What to work on >>
Exactly transcribe the line that holds "Return one point per instance of the dark sand" and every remaining line of the records, up to and including the final one, with nothing else.

(Region pointing data)

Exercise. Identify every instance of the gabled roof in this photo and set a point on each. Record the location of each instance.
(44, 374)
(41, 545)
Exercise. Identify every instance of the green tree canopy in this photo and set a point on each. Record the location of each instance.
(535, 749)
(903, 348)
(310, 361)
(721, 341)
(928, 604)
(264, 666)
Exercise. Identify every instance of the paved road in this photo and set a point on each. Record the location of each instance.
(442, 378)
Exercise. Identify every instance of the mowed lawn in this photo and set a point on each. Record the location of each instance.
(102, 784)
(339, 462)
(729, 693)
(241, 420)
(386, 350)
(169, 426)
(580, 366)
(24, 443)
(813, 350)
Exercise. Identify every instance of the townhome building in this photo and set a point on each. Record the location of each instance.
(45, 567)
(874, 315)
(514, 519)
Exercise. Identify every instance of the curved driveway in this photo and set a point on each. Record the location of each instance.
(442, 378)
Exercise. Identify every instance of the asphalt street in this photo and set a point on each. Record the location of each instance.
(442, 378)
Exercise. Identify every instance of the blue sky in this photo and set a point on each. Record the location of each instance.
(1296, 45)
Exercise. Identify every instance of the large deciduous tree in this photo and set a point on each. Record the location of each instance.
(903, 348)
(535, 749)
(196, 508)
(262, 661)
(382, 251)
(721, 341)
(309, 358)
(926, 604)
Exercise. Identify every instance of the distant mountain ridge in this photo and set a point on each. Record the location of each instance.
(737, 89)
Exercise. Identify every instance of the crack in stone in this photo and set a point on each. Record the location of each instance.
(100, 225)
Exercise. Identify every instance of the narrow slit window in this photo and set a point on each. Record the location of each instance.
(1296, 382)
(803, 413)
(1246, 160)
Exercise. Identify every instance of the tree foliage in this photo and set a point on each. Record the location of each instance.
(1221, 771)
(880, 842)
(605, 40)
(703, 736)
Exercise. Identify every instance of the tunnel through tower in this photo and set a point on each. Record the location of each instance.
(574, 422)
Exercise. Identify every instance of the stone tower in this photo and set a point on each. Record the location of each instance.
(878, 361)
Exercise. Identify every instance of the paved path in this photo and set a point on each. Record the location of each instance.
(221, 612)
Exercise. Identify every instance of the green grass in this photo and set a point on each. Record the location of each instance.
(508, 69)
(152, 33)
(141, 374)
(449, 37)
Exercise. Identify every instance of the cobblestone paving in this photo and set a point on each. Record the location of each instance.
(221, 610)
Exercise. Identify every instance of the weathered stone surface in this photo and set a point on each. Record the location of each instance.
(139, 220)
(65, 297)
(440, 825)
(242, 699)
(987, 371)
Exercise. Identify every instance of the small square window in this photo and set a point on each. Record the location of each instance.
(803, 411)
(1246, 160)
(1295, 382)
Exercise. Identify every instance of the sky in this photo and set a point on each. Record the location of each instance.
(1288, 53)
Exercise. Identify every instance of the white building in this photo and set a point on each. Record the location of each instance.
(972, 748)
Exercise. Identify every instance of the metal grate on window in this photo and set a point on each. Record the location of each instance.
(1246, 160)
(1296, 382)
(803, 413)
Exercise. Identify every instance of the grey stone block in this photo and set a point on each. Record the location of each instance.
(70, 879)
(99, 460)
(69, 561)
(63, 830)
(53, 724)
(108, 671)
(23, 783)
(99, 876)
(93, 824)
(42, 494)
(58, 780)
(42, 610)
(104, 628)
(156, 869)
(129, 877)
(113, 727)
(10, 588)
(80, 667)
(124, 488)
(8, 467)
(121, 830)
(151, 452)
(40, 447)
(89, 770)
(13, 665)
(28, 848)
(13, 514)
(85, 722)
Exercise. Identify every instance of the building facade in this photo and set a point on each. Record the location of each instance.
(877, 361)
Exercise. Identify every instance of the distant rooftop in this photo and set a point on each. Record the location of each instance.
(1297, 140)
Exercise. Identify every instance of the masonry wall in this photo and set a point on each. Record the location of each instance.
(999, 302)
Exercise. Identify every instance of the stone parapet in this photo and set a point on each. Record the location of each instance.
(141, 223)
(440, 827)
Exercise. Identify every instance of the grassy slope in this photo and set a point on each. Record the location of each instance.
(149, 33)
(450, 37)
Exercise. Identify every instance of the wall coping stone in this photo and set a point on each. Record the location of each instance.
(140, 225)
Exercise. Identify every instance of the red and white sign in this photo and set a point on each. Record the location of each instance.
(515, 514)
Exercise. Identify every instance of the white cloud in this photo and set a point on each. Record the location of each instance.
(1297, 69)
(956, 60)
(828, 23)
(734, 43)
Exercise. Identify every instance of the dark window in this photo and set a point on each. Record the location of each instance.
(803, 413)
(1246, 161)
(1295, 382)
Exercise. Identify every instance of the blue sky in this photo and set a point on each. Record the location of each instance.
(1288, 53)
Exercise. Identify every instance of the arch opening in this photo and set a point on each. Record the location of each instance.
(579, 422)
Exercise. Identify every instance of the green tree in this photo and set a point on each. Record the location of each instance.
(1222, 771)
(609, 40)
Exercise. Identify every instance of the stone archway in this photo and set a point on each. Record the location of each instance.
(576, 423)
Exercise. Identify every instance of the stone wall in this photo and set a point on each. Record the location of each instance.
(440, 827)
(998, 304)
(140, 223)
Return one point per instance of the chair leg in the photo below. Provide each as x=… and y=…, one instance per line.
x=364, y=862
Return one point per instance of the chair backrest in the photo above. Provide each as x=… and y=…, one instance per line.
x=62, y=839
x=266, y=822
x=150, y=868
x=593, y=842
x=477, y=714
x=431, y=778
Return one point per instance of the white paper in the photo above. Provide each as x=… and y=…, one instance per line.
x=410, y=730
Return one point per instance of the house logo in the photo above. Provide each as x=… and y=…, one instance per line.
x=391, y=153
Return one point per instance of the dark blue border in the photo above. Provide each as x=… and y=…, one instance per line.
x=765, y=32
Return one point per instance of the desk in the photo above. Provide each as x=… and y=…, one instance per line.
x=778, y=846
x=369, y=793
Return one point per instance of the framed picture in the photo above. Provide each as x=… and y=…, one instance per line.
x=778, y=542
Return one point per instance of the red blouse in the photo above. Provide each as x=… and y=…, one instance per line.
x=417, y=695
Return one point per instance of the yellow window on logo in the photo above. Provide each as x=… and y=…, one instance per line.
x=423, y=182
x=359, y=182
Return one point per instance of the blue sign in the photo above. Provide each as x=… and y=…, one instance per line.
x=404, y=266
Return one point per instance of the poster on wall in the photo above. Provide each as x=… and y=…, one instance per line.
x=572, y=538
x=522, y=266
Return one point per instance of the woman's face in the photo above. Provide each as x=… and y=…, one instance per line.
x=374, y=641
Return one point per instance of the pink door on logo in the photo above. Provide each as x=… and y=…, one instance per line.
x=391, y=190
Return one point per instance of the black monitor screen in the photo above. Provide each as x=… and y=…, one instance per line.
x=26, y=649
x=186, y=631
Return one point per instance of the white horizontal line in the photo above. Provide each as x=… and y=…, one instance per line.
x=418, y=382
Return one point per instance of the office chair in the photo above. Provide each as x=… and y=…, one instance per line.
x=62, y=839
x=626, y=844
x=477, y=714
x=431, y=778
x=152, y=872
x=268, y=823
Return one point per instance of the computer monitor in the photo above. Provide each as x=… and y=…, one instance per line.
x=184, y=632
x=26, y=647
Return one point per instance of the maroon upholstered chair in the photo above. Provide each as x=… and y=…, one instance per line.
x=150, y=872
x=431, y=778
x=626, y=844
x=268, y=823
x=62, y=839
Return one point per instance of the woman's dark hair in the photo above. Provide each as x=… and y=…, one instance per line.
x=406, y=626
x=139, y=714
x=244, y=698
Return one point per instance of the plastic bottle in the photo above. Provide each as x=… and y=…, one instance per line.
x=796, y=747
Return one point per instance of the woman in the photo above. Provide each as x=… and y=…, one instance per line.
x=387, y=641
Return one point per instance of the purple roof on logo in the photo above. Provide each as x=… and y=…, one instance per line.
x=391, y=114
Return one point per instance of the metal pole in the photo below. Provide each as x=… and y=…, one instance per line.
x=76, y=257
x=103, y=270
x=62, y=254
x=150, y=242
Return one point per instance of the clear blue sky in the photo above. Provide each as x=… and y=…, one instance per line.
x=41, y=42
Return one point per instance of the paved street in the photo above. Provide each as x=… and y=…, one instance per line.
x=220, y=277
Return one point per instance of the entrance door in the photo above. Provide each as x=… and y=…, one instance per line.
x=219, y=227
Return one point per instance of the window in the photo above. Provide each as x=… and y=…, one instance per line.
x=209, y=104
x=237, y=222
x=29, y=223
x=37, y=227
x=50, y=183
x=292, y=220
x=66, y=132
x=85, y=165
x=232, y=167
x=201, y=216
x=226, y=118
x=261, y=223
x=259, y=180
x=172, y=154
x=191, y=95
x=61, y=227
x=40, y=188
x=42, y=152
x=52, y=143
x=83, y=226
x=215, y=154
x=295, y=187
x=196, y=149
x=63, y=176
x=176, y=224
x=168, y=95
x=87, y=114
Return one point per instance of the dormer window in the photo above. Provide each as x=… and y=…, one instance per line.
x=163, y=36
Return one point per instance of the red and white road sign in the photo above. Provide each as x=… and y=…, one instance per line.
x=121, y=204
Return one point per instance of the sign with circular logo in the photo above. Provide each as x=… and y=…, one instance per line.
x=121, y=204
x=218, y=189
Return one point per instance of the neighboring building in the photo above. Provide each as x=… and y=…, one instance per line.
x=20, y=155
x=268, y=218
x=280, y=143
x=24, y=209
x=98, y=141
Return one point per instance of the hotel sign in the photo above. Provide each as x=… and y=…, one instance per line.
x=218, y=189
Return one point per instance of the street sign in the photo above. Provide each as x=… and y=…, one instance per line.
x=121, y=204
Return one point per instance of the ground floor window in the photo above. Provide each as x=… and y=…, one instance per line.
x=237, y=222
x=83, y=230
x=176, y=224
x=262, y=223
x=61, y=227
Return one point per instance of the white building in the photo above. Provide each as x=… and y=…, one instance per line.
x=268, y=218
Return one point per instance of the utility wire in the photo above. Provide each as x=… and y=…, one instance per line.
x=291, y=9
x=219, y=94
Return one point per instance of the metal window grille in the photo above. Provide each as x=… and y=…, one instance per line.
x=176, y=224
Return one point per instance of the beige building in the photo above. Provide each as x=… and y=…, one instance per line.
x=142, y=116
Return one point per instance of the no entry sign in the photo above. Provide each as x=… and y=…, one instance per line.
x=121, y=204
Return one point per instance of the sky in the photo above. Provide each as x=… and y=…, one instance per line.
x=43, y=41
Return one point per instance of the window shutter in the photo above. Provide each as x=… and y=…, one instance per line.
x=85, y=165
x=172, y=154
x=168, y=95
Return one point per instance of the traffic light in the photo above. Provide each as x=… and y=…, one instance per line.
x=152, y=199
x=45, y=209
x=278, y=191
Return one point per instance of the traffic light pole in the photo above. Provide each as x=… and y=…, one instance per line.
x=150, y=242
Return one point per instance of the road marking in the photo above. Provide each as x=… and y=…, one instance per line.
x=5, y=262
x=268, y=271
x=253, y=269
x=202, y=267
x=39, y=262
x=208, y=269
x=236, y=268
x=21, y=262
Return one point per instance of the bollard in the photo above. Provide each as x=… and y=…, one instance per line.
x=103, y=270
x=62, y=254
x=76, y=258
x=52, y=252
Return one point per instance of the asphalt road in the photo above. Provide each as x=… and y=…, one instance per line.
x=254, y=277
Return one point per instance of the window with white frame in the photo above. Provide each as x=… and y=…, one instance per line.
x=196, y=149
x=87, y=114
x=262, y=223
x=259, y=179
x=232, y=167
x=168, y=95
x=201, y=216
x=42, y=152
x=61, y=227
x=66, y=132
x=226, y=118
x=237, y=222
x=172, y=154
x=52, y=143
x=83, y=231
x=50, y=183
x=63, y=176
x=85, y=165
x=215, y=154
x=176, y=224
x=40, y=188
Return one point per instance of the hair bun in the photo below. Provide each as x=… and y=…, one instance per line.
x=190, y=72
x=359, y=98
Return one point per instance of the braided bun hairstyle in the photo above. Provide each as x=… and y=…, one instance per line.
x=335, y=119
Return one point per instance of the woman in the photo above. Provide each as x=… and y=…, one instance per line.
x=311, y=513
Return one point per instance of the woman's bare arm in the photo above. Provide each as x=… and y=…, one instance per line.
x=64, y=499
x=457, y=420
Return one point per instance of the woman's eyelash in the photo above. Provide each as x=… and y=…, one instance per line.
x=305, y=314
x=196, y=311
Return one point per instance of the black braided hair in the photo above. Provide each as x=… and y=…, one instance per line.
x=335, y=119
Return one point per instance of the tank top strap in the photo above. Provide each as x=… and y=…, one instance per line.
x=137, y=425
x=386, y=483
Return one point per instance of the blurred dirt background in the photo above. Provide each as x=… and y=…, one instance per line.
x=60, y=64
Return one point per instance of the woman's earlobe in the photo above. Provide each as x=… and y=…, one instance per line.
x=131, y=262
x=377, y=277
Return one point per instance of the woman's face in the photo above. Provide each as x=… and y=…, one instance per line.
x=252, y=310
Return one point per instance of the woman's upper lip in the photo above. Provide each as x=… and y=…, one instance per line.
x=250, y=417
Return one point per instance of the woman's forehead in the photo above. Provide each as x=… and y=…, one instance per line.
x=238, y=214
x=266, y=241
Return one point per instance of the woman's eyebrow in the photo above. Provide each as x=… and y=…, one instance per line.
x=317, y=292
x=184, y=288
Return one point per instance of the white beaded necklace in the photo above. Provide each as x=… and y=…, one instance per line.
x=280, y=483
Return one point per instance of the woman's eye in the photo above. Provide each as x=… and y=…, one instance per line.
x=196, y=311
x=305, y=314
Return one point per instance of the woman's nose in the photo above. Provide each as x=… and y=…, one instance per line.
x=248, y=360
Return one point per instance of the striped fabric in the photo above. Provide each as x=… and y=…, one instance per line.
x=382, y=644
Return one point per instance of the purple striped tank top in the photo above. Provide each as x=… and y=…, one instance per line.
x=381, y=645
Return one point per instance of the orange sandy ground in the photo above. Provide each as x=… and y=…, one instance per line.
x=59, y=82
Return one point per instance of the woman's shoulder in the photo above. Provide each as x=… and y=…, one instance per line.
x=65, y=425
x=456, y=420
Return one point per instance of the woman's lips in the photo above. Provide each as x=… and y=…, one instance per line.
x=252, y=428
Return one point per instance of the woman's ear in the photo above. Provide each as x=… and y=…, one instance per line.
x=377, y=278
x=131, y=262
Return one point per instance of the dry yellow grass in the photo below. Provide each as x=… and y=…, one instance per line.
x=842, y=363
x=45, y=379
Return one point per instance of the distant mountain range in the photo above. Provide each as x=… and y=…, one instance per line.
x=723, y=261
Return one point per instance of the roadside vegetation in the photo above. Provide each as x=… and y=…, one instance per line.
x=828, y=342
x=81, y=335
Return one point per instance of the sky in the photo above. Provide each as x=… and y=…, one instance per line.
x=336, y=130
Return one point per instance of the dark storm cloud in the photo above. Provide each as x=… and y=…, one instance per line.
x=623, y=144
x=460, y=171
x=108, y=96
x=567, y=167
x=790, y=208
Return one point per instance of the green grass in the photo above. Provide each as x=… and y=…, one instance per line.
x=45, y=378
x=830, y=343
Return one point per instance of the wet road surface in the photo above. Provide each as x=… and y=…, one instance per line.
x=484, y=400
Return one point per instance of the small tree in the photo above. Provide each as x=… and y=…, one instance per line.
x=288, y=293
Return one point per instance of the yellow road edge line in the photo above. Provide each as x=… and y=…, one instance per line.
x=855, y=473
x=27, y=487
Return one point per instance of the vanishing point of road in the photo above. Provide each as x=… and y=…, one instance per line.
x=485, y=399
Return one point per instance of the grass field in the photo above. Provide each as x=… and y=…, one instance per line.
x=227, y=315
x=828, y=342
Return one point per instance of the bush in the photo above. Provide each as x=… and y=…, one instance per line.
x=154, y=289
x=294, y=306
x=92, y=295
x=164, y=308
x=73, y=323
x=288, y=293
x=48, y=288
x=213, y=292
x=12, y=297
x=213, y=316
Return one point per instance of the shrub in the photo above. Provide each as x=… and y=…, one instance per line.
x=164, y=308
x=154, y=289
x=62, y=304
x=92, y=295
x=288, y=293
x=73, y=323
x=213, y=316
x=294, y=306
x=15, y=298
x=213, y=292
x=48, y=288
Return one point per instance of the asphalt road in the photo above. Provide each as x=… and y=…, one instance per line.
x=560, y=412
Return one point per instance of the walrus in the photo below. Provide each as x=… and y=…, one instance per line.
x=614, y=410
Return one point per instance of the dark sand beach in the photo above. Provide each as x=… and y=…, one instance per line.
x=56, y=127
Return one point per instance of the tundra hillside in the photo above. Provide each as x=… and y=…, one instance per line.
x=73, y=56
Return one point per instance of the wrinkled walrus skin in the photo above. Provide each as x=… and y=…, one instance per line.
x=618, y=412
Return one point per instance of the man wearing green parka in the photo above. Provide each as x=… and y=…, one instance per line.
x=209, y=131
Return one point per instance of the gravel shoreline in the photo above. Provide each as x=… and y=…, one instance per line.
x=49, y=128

Response >>
Return one point per instance of the dark sand beach in the photo above. Provide each as x=… and y=…, one instance per line.
x=56, y=127
Return one point per instance of the tundra hillside in the photo above. Provide each as x=… and y=…, one instance per line.
x=73, y=56
Return one point per instance of the wrinkled walrus skin in the photo above. Provide each as x=… and y=…, one instance per line.
x=618, y=412
Return one point per instance of the man wearing green parka in the photo above. Provide each as x=… and y=…, one instance per line.
x=209, y=131
Return one point per instance of the gravel shoreline in the photo above. Provide each as x=… and y=…, one instance per line.
x=49, y=128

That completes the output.